Provided information:
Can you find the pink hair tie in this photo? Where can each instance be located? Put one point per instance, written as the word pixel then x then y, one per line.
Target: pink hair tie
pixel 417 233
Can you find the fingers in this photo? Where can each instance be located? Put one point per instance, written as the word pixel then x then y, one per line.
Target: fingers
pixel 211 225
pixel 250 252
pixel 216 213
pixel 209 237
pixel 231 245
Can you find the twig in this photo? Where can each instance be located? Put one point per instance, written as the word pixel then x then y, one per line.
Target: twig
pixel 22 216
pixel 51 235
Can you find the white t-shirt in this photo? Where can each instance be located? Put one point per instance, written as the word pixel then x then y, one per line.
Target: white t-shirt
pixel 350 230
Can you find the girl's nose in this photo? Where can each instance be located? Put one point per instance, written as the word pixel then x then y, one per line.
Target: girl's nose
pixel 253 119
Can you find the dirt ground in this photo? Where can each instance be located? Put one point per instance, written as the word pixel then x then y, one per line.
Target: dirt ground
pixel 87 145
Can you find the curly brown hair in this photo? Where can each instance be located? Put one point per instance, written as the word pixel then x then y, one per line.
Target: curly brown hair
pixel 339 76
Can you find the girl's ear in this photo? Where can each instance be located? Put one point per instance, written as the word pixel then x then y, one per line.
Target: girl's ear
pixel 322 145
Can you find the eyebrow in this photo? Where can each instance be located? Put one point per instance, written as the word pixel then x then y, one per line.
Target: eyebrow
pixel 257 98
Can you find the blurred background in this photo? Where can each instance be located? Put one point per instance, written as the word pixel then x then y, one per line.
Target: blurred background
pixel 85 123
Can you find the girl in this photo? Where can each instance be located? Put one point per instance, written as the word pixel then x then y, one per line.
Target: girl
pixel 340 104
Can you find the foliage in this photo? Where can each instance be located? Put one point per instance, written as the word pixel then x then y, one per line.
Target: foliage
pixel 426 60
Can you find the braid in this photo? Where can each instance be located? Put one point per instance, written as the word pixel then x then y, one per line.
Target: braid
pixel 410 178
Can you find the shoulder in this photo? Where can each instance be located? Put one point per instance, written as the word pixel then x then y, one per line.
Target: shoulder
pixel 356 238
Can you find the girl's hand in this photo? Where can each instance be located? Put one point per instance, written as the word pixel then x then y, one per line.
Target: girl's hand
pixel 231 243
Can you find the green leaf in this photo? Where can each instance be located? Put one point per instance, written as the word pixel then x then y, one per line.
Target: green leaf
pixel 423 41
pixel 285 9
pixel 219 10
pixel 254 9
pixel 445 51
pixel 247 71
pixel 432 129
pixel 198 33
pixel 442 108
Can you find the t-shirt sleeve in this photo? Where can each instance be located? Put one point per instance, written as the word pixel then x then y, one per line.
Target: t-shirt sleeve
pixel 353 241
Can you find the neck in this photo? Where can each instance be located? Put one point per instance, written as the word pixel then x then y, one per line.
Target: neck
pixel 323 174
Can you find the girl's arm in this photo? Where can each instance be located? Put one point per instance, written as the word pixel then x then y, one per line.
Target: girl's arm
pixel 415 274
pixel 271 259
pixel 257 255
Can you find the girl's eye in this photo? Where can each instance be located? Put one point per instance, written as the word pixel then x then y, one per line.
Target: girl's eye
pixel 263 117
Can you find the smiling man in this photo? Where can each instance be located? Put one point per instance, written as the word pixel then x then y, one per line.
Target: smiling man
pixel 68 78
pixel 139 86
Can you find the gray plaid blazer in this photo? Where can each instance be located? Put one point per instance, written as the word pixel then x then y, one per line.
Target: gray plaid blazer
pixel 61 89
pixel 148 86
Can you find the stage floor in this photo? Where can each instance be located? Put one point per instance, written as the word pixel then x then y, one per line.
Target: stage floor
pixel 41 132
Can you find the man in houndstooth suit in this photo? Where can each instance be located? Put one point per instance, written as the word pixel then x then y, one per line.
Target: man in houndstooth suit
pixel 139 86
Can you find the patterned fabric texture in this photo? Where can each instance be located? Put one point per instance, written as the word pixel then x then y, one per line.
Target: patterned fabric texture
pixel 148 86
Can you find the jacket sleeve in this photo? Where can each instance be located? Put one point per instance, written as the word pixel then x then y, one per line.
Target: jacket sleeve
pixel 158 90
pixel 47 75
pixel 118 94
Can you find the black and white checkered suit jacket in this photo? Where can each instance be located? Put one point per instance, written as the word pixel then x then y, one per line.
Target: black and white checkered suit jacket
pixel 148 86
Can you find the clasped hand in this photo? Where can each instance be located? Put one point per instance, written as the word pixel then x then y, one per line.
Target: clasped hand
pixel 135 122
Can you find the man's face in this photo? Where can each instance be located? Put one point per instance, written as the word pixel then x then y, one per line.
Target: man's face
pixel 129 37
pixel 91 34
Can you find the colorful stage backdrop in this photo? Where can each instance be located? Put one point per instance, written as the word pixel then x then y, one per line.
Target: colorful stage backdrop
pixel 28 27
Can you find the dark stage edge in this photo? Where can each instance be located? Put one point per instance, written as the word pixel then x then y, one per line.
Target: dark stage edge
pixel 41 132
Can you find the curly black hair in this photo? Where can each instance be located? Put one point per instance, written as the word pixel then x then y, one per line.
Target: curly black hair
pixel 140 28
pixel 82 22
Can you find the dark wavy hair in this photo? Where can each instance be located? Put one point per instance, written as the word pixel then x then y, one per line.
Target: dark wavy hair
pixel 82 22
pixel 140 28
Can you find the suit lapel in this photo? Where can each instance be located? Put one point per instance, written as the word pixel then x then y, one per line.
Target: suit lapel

Task instructions: Those lines above that contain the string "lapel" should be returned.

Exercise solution:
Can you find the suit lapel in this photo? Where can each instance be located? Put one point per instance, written as the word pixel then x then y, one per line.
Target: suit lapel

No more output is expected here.